### Task prompt
Report each line of the material below that contains the word "every", matching case exactly.

### Supplied material
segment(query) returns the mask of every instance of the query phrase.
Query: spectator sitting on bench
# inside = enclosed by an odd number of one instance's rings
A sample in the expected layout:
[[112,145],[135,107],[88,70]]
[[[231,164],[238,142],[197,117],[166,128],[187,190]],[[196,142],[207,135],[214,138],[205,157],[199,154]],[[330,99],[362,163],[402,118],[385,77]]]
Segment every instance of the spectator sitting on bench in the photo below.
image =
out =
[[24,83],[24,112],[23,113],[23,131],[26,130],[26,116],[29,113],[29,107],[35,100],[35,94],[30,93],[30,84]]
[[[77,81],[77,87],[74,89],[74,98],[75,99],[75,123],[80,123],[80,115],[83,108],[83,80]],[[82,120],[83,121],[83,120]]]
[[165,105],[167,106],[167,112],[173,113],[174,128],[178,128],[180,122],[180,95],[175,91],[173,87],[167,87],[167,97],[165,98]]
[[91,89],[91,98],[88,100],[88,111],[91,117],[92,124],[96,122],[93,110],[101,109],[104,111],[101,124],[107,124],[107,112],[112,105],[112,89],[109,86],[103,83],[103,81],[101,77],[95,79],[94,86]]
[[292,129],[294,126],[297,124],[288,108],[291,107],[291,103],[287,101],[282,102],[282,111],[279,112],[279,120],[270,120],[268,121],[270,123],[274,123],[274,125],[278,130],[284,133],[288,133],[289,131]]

### Written response
segment(query) returns the mask of every instance of the query phrase.
Segment every instance of the spectator sitting on bench in the photo below.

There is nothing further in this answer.